* **Упражнение**:
Подсчитайте строки записей ниже, в которых встречается слово «jacket», с учетом регистра. В ответе укажите только число.

**** Перечень записей

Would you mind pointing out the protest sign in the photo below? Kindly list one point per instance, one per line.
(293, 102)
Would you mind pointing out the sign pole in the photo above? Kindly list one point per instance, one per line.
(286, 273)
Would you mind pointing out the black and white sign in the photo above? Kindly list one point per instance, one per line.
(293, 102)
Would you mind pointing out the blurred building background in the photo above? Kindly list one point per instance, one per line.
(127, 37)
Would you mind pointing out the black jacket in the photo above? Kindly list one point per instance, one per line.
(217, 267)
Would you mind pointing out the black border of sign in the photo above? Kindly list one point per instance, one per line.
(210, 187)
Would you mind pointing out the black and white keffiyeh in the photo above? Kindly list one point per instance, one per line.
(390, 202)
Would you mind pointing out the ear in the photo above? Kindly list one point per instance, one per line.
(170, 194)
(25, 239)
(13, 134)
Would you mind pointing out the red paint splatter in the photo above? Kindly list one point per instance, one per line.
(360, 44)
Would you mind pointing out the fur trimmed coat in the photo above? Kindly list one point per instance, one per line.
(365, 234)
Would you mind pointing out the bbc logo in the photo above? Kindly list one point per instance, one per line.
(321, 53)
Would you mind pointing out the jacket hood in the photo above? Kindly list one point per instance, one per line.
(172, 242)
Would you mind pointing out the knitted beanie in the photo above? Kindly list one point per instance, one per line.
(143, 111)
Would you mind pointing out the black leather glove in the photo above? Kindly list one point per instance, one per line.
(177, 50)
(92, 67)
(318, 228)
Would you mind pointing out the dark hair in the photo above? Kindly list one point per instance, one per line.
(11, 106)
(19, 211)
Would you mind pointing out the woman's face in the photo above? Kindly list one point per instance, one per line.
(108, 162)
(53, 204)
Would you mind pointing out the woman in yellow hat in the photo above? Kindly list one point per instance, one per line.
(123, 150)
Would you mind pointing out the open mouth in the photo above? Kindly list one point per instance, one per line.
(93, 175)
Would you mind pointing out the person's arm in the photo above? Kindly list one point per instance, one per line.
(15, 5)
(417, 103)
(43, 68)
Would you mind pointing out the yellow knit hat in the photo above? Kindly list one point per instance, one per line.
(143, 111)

********
**** Перечень записей

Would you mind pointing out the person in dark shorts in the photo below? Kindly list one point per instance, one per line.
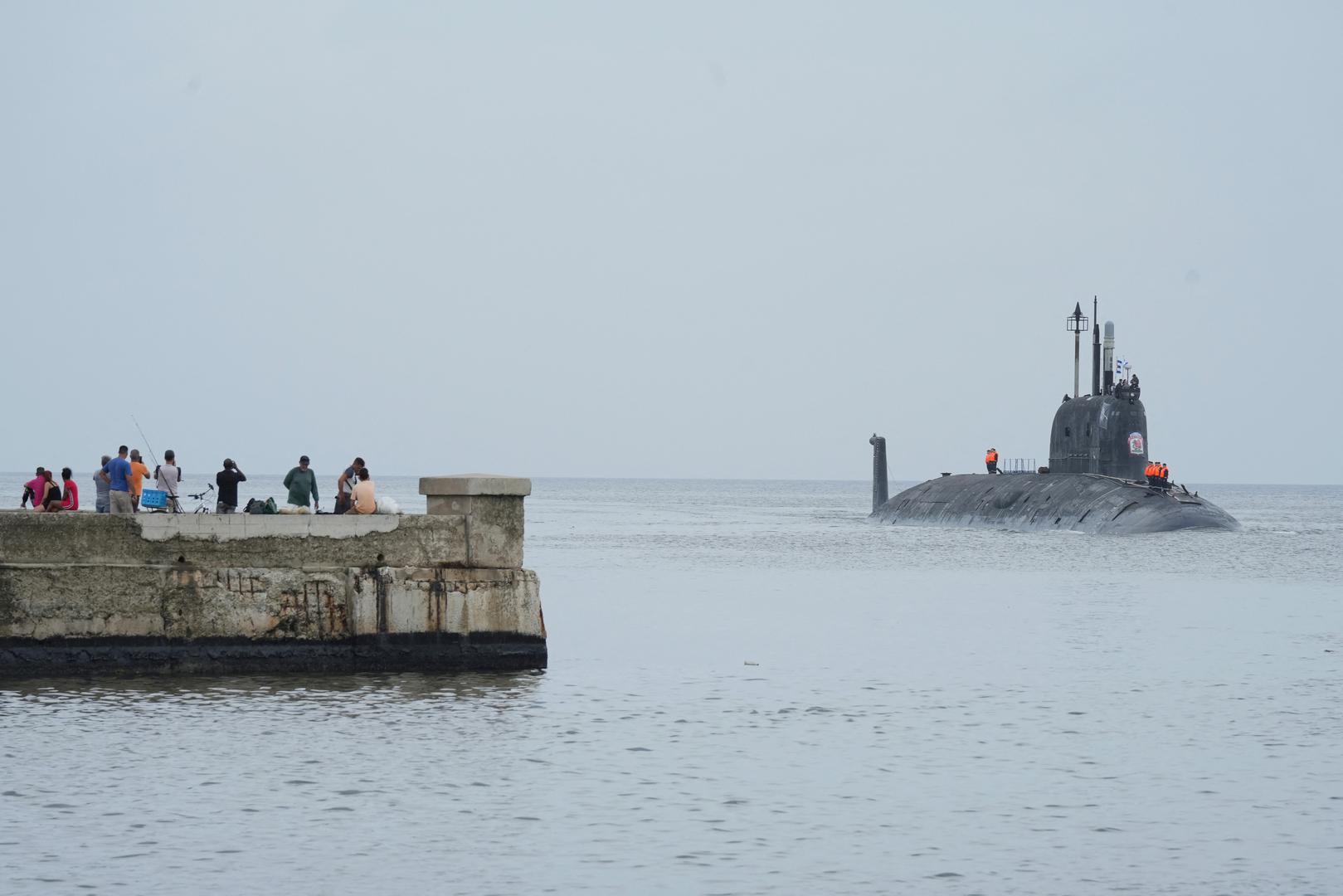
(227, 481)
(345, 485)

********
**** Перечень записей

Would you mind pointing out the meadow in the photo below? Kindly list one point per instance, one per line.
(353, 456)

********

* **Письменное решение**:
2